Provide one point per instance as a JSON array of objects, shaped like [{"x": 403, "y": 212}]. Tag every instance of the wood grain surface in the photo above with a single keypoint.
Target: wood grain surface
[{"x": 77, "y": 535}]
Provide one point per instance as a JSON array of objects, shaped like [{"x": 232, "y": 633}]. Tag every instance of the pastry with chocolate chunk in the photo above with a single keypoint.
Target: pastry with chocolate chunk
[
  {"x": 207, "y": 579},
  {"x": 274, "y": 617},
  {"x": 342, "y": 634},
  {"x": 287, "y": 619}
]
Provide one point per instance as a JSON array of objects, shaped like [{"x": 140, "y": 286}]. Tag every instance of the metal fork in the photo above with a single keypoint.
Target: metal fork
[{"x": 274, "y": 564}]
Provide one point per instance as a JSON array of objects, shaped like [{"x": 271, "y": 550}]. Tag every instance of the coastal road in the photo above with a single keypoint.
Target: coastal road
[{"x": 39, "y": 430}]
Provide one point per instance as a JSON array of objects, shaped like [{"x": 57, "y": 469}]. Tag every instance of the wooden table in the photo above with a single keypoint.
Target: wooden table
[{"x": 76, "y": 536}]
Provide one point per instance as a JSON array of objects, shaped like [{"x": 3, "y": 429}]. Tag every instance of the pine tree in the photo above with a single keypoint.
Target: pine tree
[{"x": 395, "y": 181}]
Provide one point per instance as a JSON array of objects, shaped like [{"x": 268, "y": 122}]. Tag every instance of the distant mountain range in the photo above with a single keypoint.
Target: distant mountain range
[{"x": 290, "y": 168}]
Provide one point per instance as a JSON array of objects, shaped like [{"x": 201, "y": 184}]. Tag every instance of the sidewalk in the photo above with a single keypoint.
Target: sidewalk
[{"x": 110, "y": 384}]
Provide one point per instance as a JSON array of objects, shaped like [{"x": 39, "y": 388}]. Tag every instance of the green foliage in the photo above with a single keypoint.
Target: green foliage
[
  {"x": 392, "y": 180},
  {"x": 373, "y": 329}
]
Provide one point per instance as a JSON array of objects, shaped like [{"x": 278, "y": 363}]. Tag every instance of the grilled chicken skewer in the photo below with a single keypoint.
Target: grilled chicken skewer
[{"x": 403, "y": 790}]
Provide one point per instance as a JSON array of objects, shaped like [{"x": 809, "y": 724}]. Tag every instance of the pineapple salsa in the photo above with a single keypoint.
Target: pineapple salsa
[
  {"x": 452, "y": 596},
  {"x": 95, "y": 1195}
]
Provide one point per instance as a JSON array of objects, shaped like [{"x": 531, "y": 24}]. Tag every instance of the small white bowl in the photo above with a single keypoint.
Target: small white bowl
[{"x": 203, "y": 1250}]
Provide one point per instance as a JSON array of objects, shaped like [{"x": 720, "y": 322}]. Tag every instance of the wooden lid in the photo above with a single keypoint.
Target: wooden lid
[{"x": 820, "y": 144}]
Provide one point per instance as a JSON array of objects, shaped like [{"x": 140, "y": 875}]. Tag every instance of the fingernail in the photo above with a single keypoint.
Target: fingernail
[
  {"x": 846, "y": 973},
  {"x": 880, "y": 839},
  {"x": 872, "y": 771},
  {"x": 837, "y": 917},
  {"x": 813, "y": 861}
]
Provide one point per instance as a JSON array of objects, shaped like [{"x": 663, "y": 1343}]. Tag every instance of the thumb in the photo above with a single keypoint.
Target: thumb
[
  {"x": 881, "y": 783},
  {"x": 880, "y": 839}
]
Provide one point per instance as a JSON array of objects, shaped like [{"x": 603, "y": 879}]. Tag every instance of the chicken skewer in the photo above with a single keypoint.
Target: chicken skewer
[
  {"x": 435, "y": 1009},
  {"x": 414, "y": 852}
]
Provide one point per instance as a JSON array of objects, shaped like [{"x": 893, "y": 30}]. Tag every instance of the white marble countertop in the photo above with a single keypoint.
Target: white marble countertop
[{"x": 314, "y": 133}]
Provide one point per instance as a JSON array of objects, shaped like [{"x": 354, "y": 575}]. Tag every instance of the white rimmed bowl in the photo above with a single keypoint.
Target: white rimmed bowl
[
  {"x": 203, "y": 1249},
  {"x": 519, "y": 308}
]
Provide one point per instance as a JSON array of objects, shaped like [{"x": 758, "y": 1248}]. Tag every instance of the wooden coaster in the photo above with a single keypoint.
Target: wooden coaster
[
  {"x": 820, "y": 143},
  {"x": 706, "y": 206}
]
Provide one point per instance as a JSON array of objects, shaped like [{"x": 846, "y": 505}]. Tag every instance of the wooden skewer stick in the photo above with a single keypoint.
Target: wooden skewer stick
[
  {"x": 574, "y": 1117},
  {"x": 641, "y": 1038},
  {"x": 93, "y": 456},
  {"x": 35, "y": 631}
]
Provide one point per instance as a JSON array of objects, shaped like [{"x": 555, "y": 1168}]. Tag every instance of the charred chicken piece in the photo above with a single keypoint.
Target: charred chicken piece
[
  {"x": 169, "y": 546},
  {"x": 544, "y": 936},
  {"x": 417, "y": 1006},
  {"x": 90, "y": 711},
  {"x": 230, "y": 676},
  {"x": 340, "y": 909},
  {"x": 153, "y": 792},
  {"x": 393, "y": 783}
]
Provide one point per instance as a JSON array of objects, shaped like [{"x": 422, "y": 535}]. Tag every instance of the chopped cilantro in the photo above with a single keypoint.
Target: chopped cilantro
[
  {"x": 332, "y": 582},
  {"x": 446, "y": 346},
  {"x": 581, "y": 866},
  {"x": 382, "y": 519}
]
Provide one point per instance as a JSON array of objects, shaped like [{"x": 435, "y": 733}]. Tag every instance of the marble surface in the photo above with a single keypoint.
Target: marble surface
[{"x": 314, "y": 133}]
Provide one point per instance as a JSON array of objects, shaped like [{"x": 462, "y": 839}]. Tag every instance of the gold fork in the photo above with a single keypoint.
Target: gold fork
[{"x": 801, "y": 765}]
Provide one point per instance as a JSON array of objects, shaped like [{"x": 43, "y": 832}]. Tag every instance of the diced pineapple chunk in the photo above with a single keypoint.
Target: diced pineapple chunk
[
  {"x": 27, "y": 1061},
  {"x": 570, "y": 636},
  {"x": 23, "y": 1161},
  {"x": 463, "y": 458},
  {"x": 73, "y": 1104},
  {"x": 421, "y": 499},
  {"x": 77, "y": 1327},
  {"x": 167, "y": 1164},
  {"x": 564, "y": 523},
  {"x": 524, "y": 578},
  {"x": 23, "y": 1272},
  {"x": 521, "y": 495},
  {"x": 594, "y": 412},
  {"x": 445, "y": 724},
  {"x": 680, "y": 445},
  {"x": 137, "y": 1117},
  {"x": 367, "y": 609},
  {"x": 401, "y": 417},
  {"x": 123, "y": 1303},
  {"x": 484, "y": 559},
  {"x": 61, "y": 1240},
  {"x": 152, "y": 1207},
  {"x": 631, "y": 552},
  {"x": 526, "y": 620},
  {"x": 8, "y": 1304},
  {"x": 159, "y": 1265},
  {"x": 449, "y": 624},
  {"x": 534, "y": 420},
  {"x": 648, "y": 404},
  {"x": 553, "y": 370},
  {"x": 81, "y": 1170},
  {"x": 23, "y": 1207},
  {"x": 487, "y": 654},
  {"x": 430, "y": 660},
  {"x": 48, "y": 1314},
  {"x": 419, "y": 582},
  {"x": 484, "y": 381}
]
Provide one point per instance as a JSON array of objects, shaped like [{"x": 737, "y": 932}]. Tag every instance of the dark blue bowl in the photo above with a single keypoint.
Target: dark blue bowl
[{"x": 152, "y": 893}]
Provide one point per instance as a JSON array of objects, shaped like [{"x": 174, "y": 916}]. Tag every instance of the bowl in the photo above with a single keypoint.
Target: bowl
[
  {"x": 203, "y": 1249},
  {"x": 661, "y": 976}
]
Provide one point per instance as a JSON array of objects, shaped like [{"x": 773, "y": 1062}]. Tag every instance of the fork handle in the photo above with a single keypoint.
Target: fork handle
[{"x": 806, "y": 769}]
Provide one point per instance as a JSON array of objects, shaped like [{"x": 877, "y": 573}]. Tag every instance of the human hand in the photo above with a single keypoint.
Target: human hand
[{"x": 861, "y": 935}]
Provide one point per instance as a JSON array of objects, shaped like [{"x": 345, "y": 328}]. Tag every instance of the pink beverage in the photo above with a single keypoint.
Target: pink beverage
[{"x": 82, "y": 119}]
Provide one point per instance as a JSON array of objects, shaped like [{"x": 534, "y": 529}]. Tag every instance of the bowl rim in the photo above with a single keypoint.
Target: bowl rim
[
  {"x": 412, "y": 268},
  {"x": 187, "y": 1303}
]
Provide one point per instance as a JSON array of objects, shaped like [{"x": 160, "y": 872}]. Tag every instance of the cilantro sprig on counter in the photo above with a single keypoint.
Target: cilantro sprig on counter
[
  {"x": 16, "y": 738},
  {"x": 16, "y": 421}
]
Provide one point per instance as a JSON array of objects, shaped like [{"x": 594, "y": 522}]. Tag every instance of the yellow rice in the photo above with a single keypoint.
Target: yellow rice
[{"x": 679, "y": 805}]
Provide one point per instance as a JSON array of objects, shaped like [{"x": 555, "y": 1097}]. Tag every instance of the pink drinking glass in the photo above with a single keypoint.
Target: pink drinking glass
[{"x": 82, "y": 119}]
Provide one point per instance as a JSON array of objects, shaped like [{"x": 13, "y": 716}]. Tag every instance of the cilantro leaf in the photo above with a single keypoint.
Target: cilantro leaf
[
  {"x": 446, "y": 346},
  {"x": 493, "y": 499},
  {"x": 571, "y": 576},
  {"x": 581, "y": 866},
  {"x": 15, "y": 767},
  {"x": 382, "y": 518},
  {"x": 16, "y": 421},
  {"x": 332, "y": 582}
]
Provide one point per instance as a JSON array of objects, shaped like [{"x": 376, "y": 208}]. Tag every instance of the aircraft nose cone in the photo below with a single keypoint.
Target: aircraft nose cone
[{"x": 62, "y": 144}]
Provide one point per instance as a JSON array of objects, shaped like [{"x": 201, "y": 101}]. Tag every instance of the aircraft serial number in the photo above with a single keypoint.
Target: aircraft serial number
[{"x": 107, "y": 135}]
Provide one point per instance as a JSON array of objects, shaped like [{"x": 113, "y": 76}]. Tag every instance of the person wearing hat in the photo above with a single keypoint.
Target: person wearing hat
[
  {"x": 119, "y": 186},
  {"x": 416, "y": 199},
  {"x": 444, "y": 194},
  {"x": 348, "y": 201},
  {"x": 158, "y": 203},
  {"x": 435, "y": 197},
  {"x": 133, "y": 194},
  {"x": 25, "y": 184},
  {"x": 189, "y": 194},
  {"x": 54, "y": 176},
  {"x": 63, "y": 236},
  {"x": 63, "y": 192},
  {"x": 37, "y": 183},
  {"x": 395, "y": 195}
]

Brief:
Give exactly the lines from the one with "of the person" to the end of the entries, nothing before them.

Response to this task:
Provide one point per instance as a JSON array of objects, shaped like [{"x": 113, "y": 76}]. Tag every instance of the person wearing hat in the photo above with a single keypoint.
Target: person wearing hat
[
  {"x": 119, "y": 186},
  {"x": 416, "y": 199},
  {"x": 444, "y": 194},
  {"x": 348, "y": 201},
  {"x": 158, "y": 203},
  {"x": 435, "y": 197},
  {"x": 133, "y": 194},
  {"x": 25, "y": 184},
  {"x": 189, "y": 194},
  {"x": 54, "y": 176},
  {"x": 63, "y": 236},
  {"x": 63, "y": 192},
  {"x": 37, "y": 183},
  {"x": 395, "y": 195}
]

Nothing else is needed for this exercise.